Stated goal:
Pull out every line of the material below that contains the word "flower".

Data lines:

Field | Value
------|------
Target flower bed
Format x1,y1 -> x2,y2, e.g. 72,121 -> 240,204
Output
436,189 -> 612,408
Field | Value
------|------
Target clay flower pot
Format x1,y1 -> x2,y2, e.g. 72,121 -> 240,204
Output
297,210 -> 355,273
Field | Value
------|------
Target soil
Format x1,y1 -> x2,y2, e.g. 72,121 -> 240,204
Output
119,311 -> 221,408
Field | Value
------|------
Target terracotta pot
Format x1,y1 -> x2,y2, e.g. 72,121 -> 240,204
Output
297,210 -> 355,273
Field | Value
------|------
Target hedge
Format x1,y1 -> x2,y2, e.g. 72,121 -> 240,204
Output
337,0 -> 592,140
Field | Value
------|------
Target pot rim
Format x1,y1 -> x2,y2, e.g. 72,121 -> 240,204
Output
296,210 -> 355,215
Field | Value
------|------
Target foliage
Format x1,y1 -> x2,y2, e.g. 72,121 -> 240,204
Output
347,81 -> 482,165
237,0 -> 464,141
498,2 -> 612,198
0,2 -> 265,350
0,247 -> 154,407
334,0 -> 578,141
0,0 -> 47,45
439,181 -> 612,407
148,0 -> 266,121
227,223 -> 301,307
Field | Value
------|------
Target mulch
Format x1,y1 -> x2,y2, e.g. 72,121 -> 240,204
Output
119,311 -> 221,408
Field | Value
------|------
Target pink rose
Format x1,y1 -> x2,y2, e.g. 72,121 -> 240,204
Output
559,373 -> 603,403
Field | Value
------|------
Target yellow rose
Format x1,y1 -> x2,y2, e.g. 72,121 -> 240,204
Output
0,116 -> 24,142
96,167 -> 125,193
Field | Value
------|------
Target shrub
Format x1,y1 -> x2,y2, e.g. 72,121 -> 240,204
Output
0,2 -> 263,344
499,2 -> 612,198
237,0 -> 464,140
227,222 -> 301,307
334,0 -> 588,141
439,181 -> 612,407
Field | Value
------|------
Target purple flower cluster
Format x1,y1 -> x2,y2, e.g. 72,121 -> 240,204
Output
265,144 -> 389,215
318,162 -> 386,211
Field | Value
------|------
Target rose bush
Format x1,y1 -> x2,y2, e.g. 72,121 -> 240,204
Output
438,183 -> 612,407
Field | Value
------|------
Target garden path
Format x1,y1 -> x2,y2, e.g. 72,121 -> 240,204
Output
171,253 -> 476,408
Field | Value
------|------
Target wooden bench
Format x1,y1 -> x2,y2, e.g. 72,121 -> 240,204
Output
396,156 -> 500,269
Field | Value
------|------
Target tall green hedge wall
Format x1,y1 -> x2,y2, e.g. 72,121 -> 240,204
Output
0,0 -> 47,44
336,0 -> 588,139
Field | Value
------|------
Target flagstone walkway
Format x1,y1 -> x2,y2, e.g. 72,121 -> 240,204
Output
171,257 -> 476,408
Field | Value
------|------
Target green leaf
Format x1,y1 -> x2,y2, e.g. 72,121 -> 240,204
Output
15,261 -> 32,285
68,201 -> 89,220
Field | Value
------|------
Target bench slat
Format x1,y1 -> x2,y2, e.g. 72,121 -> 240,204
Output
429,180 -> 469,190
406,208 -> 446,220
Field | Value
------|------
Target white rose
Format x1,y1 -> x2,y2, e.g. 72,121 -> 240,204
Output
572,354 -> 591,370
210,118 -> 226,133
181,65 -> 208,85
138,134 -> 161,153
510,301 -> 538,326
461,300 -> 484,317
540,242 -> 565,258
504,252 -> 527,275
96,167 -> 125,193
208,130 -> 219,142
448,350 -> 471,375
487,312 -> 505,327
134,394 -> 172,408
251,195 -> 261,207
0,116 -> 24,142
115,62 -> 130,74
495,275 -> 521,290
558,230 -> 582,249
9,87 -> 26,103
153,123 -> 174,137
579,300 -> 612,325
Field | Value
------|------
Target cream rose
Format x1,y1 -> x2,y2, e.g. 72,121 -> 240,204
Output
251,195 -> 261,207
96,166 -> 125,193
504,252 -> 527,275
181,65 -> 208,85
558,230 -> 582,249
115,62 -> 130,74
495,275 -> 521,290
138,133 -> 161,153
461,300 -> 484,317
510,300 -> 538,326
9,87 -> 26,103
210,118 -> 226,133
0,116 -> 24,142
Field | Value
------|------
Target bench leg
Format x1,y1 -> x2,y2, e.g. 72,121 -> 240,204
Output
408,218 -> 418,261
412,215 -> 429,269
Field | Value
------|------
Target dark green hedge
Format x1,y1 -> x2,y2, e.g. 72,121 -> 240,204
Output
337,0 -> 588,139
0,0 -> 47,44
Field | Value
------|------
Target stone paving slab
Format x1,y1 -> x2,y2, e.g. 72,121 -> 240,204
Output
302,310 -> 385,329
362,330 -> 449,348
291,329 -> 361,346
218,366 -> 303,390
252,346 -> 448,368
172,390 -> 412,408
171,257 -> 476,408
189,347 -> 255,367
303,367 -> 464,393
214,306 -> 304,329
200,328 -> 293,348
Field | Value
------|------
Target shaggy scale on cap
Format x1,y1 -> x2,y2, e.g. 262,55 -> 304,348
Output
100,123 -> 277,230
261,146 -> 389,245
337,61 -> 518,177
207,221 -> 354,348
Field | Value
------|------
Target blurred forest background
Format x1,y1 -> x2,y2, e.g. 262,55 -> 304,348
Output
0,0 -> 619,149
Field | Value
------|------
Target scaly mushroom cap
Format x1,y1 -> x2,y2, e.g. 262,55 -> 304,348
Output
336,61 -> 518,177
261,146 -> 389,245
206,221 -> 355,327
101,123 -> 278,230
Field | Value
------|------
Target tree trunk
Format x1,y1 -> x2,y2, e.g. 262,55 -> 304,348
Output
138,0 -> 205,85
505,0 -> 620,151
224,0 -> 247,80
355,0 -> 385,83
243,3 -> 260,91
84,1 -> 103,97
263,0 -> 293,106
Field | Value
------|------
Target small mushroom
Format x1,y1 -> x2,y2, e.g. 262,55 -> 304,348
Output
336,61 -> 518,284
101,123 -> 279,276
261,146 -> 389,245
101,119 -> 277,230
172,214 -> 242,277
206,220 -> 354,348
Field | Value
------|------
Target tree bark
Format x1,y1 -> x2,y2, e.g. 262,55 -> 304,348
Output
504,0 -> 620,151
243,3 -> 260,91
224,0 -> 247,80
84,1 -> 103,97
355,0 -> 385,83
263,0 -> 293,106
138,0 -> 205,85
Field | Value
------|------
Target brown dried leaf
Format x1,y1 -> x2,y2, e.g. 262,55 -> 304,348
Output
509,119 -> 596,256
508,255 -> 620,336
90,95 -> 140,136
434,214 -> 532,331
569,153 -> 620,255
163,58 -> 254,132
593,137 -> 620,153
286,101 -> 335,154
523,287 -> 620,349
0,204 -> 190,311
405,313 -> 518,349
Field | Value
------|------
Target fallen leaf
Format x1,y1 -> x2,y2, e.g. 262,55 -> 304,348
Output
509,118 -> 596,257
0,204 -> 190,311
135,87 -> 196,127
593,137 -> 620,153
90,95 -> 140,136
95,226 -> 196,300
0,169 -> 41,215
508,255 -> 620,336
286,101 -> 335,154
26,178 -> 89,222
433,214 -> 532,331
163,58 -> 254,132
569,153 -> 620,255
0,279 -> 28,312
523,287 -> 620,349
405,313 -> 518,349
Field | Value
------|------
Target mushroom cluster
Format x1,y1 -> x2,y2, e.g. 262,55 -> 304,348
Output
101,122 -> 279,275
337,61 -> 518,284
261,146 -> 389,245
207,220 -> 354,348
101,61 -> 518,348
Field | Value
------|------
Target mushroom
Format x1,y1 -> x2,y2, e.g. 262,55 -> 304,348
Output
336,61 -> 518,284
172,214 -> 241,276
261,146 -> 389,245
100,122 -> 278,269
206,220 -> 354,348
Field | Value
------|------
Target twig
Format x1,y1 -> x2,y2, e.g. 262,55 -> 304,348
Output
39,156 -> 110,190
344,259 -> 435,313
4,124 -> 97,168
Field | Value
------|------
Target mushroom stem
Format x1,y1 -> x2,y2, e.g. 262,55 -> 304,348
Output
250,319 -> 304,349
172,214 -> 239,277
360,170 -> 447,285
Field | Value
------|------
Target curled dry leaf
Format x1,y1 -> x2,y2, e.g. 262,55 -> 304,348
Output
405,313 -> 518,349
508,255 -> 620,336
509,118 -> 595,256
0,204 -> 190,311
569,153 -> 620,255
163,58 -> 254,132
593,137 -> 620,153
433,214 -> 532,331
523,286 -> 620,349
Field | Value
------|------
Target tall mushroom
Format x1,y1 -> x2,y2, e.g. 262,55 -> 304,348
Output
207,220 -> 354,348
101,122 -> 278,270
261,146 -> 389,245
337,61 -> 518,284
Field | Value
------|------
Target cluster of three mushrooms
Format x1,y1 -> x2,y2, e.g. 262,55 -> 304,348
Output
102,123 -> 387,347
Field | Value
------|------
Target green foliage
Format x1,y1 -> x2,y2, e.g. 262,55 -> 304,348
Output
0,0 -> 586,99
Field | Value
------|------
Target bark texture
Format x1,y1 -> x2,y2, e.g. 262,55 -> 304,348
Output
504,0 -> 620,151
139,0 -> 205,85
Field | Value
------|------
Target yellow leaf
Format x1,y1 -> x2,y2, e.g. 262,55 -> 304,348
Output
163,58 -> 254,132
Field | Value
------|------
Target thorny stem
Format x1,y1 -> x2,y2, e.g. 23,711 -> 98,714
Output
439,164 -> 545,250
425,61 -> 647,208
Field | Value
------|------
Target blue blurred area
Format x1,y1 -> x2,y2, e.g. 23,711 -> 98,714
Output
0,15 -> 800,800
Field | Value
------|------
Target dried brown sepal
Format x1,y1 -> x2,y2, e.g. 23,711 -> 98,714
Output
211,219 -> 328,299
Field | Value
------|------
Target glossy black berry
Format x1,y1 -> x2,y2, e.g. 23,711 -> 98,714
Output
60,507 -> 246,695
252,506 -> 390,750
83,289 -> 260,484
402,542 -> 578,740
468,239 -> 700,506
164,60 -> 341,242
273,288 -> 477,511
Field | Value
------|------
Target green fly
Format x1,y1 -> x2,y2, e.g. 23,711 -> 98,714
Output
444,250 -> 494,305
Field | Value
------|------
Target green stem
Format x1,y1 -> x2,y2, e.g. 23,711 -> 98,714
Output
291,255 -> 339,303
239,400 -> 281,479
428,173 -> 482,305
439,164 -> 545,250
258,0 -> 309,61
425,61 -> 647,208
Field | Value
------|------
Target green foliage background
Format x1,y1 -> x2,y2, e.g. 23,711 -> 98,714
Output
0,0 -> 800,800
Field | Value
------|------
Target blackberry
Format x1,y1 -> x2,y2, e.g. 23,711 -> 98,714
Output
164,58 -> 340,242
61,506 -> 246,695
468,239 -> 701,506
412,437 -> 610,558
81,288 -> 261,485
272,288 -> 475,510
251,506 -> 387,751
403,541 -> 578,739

Task response:
Target flower bed
Target clay flower pot
Target purple flower cluster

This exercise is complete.